(Extracted records)
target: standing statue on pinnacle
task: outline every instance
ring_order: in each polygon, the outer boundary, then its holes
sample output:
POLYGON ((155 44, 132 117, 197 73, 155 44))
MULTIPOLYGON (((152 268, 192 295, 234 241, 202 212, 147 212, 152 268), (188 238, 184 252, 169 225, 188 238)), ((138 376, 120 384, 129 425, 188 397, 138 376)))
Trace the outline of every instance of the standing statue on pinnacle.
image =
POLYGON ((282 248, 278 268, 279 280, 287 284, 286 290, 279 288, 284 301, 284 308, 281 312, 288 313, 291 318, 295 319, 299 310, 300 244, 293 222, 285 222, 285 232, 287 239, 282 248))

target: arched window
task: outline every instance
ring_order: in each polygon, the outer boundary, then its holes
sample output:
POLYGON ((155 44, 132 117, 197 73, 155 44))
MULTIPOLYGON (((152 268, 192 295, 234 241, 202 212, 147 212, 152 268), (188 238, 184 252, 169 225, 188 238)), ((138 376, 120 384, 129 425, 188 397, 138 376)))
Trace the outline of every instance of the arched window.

> Work to complete
What lines in the entries above include the string "every"? Return each one.

> Output of the task
task: outline every instance
Trace the outline of every instance of the standing statue on pinnacle.
task: outline every instance
Trace the outline of every instance of the arched window.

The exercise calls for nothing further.